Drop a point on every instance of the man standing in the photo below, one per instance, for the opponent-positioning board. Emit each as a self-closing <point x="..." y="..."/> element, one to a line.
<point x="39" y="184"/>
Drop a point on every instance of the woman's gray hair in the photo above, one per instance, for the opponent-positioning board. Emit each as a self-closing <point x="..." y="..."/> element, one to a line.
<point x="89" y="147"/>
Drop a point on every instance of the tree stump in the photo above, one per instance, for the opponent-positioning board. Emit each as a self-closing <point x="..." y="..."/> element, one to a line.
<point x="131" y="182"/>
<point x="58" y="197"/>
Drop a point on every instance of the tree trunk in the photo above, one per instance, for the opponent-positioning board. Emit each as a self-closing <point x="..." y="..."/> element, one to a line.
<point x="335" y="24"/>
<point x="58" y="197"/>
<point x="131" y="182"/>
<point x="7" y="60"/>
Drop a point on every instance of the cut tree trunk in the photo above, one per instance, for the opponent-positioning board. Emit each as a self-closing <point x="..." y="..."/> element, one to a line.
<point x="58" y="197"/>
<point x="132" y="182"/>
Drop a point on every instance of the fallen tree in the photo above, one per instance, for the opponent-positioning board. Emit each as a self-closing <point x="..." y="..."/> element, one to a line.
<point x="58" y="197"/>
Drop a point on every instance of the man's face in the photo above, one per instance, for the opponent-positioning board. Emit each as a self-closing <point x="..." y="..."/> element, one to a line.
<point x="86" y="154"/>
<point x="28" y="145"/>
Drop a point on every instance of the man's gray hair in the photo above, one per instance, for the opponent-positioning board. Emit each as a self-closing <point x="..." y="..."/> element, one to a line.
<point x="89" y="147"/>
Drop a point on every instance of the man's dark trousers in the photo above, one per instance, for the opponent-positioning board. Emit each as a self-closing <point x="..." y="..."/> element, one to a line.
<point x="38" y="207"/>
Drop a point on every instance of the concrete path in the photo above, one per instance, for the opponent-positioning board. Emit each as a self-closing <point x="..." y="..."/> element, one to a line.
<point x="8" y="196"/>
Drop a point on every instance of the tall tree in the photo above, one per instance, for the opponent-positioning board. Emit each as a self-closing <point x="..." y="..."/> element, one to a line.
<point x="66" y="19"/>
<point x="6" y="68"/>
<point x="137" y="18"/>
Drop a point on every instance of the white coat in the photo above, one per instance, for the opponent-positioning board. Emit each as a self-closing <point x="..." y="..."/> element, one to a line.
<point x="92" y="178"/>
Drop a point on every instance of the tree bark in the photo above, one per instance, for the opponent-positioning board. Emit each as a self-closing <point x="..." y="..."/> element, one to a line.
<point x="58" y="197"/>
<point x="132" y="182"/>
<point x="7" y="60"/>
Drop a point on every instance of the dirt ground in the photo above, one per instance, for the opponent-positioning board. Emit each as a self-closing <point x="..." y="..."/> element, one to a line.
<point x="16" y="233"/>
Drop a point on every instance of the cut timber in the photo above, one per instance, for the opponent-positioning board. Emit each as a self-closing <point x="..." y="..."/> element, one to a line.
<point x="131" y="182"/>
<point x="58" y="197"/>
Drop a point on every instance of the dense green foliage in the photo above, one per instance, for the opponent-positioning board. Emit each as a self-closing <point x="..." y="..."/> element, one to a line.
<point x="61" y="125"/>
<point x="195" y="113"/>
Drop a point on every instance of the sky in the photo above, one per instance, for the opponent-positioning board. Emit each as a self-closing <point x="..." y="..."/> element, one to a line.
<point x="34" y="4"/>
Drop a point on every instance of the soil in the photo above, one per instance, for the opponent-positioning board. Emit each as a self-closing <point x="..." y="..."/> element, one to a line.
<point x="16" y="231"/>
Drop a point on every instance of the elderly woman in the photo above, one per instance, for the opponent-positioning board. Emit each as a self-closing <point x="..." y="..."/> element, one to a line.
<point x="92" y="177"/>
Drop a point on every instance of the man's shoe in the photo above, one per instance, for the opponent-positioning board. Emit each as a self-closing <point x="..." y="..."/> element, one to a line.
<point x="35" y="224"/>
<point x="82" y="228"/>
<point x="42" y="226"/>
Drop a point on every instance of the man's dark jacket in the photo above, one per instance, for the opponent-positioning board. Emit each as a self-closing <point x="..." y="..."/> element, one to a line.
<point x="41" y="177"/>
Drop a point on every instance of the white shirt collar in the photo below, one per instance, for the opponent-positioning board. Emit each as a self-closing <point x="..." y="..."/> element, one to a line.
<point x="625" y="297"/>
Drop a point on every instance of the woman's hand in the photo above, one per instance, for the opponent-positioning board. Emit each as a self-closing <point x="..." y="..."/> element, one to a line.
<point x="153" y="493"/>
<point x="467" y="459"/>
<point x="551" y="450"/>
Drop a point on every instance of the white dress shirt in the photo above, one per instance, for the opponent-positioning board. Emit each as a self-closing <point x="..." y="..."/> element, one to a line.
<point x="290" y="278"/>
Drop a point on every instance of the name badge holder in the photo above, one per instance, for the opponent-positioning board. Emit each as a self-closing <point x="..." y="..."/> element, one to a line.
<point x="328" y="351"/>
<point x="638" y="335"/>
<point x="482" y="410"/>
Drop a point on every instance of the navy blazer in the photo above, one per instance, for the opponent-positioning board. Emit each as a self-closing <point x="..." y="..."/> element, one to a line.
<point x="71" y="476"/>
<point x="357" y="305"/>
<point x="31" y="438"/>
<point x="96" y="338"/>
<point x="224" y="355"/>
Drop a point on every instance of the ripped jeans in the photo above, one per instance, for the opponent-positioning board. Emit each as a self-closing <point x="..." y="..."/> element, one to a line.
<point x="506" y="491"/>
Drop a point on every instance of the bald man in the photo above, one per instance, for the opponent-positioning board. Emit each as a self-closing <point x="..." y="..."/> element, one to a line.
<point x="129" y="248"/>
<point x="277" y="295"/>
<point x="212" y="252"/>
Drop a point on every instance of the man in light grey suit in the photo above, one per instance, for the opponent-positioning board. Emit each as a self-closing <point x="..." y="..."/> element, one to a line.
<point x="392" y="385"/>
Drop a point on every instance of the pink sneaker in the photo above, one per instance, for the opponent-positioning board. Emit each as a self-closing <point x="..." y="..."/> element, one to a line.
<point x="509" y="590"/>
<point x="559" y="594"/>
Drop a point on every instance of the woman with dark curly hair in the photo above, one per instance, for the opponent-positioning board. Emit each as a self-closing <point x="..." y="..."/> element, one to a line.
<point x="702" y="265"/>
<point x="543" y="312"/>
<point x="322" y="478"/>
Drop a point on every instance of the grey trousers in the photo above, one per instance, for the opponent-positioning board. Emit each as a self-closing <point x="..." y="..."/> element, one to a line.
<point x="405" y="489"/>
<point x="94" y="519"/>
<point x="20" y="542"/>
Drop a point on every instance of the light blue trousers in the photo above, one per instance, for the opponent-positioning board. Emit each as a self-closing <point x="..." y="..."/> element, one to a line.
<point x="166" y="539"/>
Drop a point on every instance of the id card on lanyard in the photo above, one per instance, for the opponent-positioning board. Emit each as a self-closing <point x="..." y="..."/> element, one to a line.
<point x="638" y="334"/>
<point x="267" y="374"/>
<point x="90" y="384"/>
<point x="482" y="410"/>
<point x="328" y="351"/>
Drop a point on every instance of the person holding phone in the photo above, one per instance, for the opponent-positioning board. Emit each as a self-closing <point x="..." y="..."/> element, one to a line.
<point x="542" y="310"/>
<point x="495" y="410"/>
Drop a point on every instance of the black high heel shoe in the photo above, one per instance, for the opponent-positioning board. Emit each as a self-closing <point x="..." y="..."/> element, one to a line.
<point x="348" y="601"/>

_ _ _ _

• What you should do: Your task is to extract all of the records exactly.

• Exercise output:
Drop a point on every instance of the man standing in the photo below, one per instance, for the opponent-positioning board. Emit each as a self-closing <point x="..." y="..."/> element, one to a line.
<point x="39" y="184"/>
Drop a point on every instance of the woman's gray hair in the photo above, one per instance, for the opponent-positioning board. Emit each as a self-closing <point x="..." y="..."/> element, one to a line.
<point x="89" y="147"/>
Drop a point on every instance of the tree stump in the photo above, one per instance, for the opponent-positioning board. Emit each as a self-closing <point x="..." y="..."/> element, one to a line.
<point x="131" y="182"/>
<point x="58" y="197"/>
Drop a point on every instance of the tree trunk in the photo above, one per instance, for the opponent-positioning board. Emit each as a self-closing <point x="..." y="..."/> element, one to a line.
<point x="335" y="24"/>
<point x="58" y="197"/>
<point x="131" y="182"/>
<point x="7" y="60"/>
Drop a point on every instance of the cut tree trunk in the photo above, one per instance, for the opponent-positioning board. Emit each as a self-closing <point x="..." y="..."/> element, one to a line.
<point x="58" y="197"/>
<point x="132" y="182"/>
Drop a point on every instance of the fallen tree in the photo above, one per instance, for the opponent-positioning board. Emit each as a self-closing <point x="..." y="..."/> element, one to a line.
<point x="58" y="197"/>
Drop a point on every instance of the man's face in the photo above, one per instance, for the opponent-positioning board. Emit each as a self-closing <point x="..." y="..."/> element, one to a line.
<point x="86" y="154"/>
<point x="28" y="145"/>
Drop a point on every instance of the man's gray hair in the photo above, one per instance, for the opponent-positioning board. Emit each as a self-closing <point x="..." y="..."/> element, one to a line.
<point x="89" y="147"/>
Drop a point on every instance of the man's dark trousers in the photo above, one per instance, for the opponent-positioning board. Emit each as a self-closing <point x="..." y="..."/> element, one to a line.
<point x="38" y="207"/>
Drop a point on every instance of the concrete path in the photo above, one per instance, for the opponent-positioning board. Emit each as a self-closing <point x="..." y="..."/> element, one to a line.
<point x="8" y="196"/>
Drop a point on every instance of the tall tree in the photo above, one per instance, for the opponent-positioning board. Emit each as a self-closing <point x="..." y="..."/> element, one to a line.
<point x="66" y="19"/>
<point x="6" y="68"/>
<point x="137" y="18"/>
Drop a point on every instance of the white coat in the photo above, one per instance, for the opponent-positioning board. Emit each as a self-closing <point x="..." y="..."/> element, one to a line.
<point x="92" y="178"/>
Drop a point on every instance of the tree bark in the photo above, one per instance, for the opponent-positioning board. Emit each as a self-closing <point x="..." y="..."/> element, one to a line.
<point x="58" y="197"/>
<point x="132" y="182"/>
<point x="7" y="60"/>
Drop a point on every instance of the dirt ground in the photo above, one per instance, for the opponent-positioning board. Emit each as a self-closing <point x="..." y="..."/> element, one to a line.
<point x="16" y="233"/>
Drop a point on every instance of the cut timber in the photo above, one per instance, for the opponent-positioning board. Emit each as a self-closing <point x="..." y="..."/> element, one to a line.
<point x="131" y="182"/>
<point x="58" y="197"/>
Drop a point on every instance of the dense green foliage in the photo above, one per instance, for the opponent-positioning board. Emit each as a self-closing <point x="..." y="..."/> element, one to a line.
<point x="61" y="125"/>
<point x="195" y="113"/>
Drop a point on every instance of the sky in the photo above, one per instance, for the opponent-positioning board. Emit each as a self-closing <point x="..." y="..."/> element, one to a line.
<point x="34" y="4"/>
Drop a point on every instance of the soil in the photo above, one per instance, for the opponent-positioning board. Emit each as a self-closing <point x="..." y="..."/> element, one to a line.
<point x="16" y="231"/>
Drop a point on every instance of the elderly woman in the photo above, one per instance, for the opponent-positioning board. Emit each as a self-closing <point x="..." y="..."/> element, one to a line.
<point x="92" y="177"/>
Drop a point on every instance of the man's shoe in the photo above, one per instance, for the opponent-positioning board. Emit each as a self-closing <point x="..." y="..."/> element, one to a line.
<point x="35" y="224"/>
<point x="82" y="228"/>
<point x="42" y="226"/>
Drop a point on every instance of the man's dark jacket in the photo above, one per instance, for the opponent-positioning board. Emit each as a self-closing <point x="..." y="..."/> element, one to a line.
<point x="41" y="177"/>
Drop a point on every instance of the white shirt collar in the photo below, one per instance, for the opponent-positioning board. Emit each as a self-closing <point x="..." y="..."/> element, one to a line.
<point x="625" y="297"/>
Drop a point on every instance of the woman's hand in the photo above, one per instance, for the opponent-positioning board. Emit each as a self-closing <point x="..." y="..."/> element, one to a line.
<point x="153" y="493"/>
<point x="467" y="459"/>
<point x="551" y="450"/>
Drop a point on every instance of the white dress shirt in the photo above, one per instance, for the opponent-positioning board. Emit each as a self-closing <point x="..." y="..."/> element, one to a line.
<point x="290" y="278"/>
Drop a point on every instance of the name badge holder in the photo above, one per instance, for the opponent-positioning board. Emit each as a self-closing <point x="..." y="..."/> element, one to a line.
<point x="328" y="351"/>
<point x="638" y="335"/>
<point x="482" y="410"/>
Drop a point on every instance of the navy blazer in the photo above, one per instance, for the opponent-positioning board. Emit each as a self-closing <point x="..." y="..."/> element, one to a line.
<point x="71" y="476"/>
<point x="357" y="305"/>
<point x="31" y="438"/>
<point x="96" y="338"/>
<point x="224" y="355"/>
Drop a point on every instance of the ripped jeans in the photo above, one per instance, for the opponent-positioning board. Emit each as a self-closing <point x="..." y="..."/> element, one to a line.
<point x="506" y="491"/>
Drop a point on every instance of the bald man in the photo above, one per instance, for the opponent-positioning board. Emit each as a self-closing <point x="..." y="..."/> element, one to a line.
<point x="129" y="248"/>
<point x="277" y="295"/>
<point x="212" y="252"/>
Drop a point on every instance of the man in light grey suit in the photo above, one per instance, for the opponent-positioning board. Emit each as a self-closing <point x="..." y="..."/> element, one to a line.
<point x="392" y="385"/>
Drop a point on every instance of the pink sneaker in the photo above, one per instance, for the opponent-positioning board. Emit each as a self-closing <point x="..." y="..."/> element, one to a line.
<point x="509" y="590"/>
<point x="559" y="594"/>
Drop a point on every instance of the woman with dark curly hair in the photo above, one per instance, for the opponent-positioning board. Emit each as a self-closing <point x="..." y="..."/> element, one to a line.
<point x="702" y="265"/>
<point x="543" y="312"/>
<point x="322" y="478"/>
Drop a point on every instance of the grey trousers in the photo above, one per instance, for the opponent-positioning board. Emit each as a self-closing <point x="..." y="..."/> element, one to a line.
<point x="405" y="489"/>
<point x="94" y="519"/>
<point x="20" y="542"/>
Drop a point on every instance of the light blue trousers in the photo above, one per instance, for the opponent-positioning board. Emit each as a self-closing <point x="..." y="..."/> element, one to a line.
<point x="166" y="539"/>
Drop a point on every instance of the id card on lanyard in the photo above, one per instance, for the opponent-positioning board. Emit each as a self-closing <point x="..." y="..."/> element, one to a line.
<point x="638" y="334"/>
<point x="267" y="374"/>
<point x="90" y="384"/>
<point x="482" y="410"/>
<point x="328" y="351"/>
Drop a point on every instance of the person holding phone in the photo above, one per instance, for the opponent-positioning board. Emit each as a self-closing <point x="..." y="..."/> element, one to a line.
<point x="542" y="310"/>
<point x="495" y="410"/>
Drop a point on every instance of the black high heel shoe in the photo above, one per instance, for the opponent-positioning board. Emit each as a self-closing <point x="..." y="..."/> element, one to a line.
<point x="348" y="601"/>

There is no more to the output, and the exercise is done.